* THE DATA
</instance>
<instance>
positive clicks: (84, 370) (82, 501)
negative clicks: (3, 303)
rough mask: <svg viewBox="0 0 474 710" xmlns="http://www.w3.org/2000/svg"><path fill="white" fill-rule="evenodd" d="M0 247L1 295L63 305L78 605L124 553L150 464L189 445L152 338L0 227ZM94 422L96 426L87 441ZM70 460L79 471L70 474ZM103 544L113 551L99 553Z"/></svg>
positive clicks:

* TASK REQUIREMENTS
Extract every line of the records above and reproduce each one verbatim, keeping the original order.

* EXPECTED OUTPUT
</instance>
<instance>
positive clicks: (84, 370) (82, 501)
negative clicks: (3, 303)
rough mask: <svg viewBox="0 0 474 710" xmlns="http://www.w3.org/2000/svg"><path fill="white" fill-rule="evenodd" d="M0 247L1 295L63 305L78 605L124 553L150 464L189 445L152 338L0 227ZM94 422L96 426L87 441ZM70 460L79 471L70 474ZM103 544L113 551L99 553Z"/></svg>
positive clicks:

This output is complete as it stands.